* AIM 1:
Reproduce the passage of the Sum of Floored Pairs problem from "Given an integer" up to and including "modulo 10^9 + 7.".
* AIM 2:
In the Sum of Floored Pairs problem, what value is the returned sum taken modulo?

1862. Sum of Floored Pairs

Hard

Description

Given an integer array nums, return the sum of floor(nums[i] / nums[j]) for all pairs of indices 0 <= i, j < nums.length in the array. Since the answer may be too large, return it modulo 10^9 + 7.

The floor() function returns the integer part of the division.

Example 1:

Input: nums = [2,5,9]

Output: 10

Explanation:

floor(2 / 5) = floor(2 / 9) = floor(5 / 9) = 0

floor(2 / 2) = floor(5 / 5) = floor(9 / 9) = 1

floor(5 / 2) = 2

floor(9 / 2) = 4

floor(9 / 5) = 1

We calculate the floor of the division for every pair of indices in the array then sum them up.

Example 2:

Input: nums = [7,7,7,7,7,7,7]

Output: 49

Constraints:

• 1 <= nums.length <= 10^5
• 1 <= nums[i] <= 10^5

Solution

Sort the array nums. Loop over nums, use a hash map to store each number’s last index in nums and use a tree map to store each number’s occurrences. Then loop over nums again. For each num in nums, loop over all elements that are greater or equal to num and find the number of times each quotient is counted. Use the hash map to obtain the count of num and use the tree map to obtain the number of times each quotient is counted, and update the sum. Finally, return the sum.

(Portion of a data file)

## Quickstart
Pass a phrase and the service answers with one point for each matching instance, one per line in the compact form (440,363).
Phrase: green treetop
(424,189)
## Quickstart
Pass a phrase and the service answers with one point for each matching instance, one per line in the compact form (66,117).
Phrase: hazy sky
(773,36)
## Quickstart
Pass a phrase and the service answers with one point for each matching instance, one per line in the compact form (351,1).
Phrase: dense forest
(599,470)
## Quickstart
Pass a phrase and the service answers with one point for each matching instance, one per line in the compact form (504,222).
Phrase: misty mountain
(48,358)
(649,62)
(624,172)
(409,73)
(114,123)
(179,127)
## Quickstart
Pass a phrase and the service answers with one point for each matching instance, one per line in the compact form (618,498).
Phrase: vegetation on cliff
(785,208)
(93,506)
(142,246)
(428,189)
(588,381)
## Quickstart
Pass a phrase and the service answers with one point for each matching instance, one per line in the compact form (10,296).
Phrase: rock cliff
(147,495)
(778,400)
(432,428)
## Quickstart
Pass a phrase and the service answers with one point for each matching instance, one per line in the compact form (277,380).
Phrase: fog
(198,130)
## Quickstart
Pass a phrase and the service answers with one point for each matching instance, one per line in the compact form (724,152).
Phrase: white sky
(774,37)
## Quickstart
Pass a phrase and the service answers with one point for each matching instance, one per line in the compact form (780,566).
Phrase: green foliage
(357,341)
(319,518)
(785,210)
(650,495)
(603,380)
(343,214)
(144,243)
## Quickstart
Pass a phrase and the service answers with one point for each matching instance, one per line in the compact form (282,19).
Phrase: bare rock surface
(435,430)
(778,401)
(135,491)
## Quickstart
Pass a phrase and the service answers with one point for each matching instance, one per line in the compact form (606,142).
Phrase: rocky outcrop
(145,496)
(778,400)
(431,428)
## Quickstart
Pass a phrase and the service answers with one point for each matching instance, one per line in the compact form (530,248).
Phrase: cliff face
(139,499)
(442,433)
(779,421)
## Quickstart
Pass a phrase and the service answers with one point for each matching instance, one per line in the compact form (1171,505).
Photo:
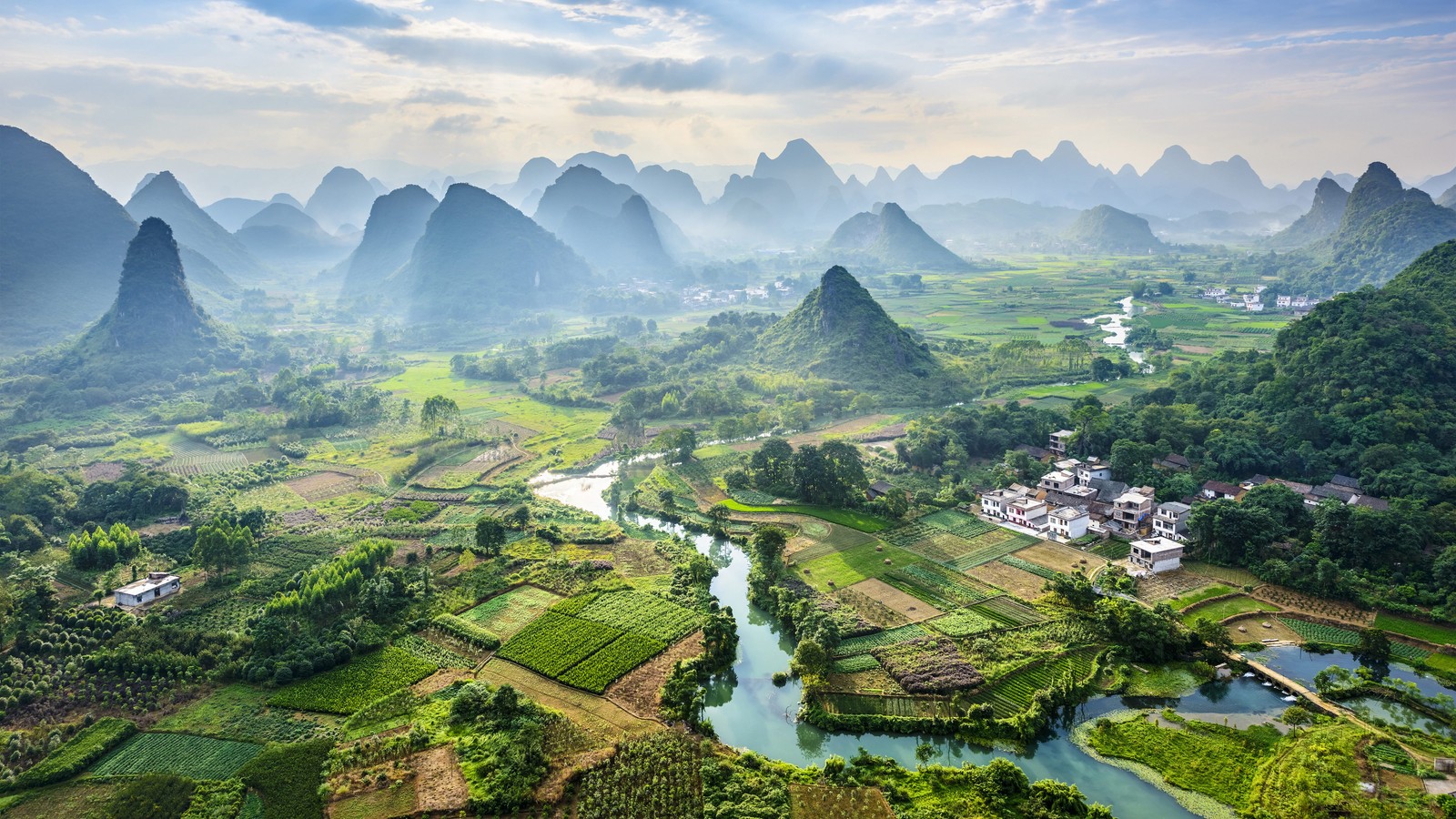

* CORRECT RESPONSE 1:
Given an integer array nums, return the sum of floor(nums[i] / nums[j]) for all pairs of indices 0 <= i, j < nums.length in the array. Since the answer may be too large, return it modulo 10^9 + 7.

* CORRECT RESPONSE 2:
10^9 + 7